PROBLEM STATEMENT → Reproduce word for word the portion of the album notes starting with "Leigh Barker –" and going on through "set in a club.".

SUPPLIED PASSAGE →
----
Leigh Barker – Contrebasse
Heather Stewart – Chant et Violon
Bastien Brison – Piano
David Grebil – Batterie
Romain Vuillemin – Guitare et Banjo
Bastien Weeger – Clarinette et Saxophone Alto
Noe Codjia – Trompette
Gilles Repond-Quint – Trombone

performing YOU ARE MY LUCKY STAR / HE AIN’T GOT RHYTHM / VARIATIONS ON A NORK / SINGIN’ THE BLUES / THE SONG IS ENDED / INDIAN SUMMER.

and some words from Leigh:

IT”S HIGHLY recommended to listen to this album with the tracks in order! It segues like a real set in a club.
----
Entries from a collection →
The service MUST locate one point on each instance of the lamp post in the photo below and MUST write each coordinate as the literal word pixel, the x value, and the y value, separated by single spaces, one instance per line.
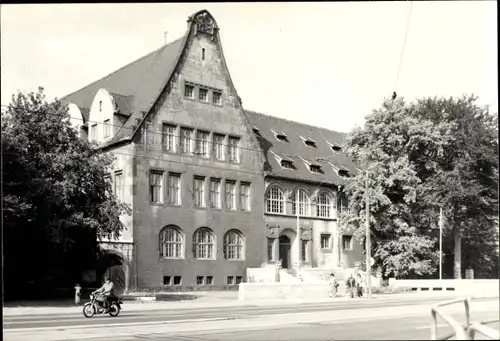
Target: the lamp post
pixel 368 241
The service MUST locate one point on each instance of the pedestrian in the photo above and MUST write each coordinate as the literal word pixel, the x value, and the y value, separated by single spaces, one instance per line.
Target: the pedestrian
pixel 351 286
pixel 359 285
pixel 333 285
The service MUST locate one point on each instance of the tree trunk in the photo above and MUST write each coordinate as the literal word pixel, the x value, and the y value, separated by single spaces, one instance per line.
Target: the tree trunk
pixel 457 269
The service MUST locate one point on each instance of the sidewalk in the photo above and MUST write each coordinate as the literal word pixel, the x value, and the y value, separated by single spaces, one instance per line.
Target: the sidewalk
pixel 225 300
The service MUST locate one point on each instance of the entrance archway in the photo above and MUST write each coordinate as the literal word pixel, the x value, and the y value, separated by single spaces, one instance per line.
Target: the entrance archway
pixel 116 268
pixel 285 247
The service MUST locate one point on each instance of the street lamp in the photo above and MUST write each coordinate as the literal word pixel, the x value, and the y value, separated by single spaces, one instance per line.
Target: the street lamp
pixel 299 245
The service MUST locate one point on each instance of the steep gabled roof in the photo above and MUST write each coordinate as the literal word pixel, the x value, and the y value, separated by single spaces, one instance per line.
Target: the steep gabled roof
pixel 301 154
pixel 135 86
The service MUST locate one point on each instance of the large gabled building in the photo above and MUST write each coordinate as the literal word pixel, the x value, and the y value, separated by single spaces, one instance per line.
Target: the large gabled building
pixel 199 173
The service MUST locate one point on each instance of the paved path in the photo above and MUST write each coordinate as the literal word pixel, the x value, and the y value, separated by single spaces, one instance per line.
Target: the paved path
pixel 355 319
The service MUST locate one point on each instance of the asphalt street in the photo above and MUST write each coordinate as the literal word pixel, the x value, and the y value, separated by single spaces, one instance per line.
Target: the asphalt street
pixel 342 320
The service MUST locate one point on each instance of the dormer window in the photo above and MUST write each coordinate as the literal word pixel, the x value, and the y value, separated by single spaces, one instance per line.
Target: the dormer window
pixel 335 147
pixel 284 162
pixel 280 136
pixel 344 173
pixel 309 142
pixel 287 164
pixel 341 171
pixel 315 169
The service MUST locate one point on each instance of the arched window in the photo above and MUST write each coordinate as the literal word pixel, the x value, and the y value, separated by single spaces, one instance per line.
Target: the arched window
pixel 234 245
pixel 301 203
pixel 171 242
pixel 275 200
pixel 203 243
pixel 324 205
----
WRITTEN RESPONSE →
Leigh Barker – Contrebasse
Heather Stewart – Chant et Violon
Bastien Brison – Piano
David Grebil – Batterie
Romain Vuillemin – Guitare et Banjo
Bastien Weeger – Clarinette et Saxophone Alto
Noe Codjia – Trompette
Gilles Repond-Quint – Trombone

performing YOU ARE MY LUCKY STAR / HE AIN’T GOT RHYTHM / VARIATIONS ON A NORK / SINGIN’ THE BLUES / THE SONG IS ENDED / INDIAN SUMMER.

and some words from Leigh:

IT”S HIGHLY recommended to listen to this album with the tracks in order! It segues like a real set in a club.